[Point-per-instance localization data]
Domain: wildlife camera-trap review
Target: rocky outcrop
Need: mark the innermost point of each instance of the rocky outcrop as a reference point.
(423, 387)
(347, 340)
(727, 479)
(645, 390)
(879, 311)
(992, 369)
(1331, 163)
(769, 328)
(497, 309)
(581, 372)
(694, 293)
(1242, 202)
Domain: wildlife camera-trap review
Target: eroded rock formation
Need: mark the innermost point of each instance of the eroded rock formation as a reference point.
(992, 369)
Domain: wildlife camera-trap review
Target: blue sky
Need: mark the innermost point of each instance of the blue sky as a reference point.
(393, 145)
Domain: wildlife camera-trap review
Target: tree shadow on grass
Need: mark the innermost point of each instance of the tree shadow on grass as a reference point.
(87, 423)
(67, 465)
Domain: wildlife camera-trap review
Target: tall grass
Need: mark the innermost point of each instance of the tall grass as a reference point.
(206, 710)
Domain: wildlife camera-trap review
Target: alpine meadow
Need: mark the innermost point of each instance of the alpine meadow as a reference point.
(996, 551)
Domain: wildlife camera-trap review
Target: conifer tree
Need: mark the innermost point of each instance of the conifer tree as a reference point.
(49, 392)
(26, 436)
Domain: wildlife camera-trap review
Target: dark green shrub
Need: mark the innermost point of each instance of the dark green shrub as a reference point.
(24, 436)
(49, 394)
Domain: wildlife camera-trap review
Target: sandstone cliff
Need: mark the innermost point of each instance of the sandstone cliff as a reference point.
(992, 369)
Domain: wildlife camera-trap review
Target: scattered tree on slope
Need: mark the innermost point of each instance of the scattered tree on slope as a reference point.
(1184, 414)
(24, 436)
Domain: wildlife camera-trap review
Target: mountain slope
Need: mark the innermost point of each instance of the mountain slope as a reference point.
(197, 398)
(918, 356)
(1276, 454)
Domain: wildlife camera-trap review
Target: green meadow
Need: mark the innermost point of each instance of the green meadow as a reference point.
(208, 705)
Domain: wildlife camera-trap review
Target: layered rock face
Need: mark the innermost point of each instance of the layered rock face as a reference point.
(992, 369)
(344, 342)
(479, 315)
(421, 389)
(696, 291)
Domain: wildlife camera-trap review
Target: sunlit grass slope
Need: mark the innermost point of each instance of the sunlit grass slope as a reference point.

(WHAT THIS TASK INVOLVES): The answer should be one number, the count of lines in the data that include the string "sunlit".

(ANSWER BOX): 2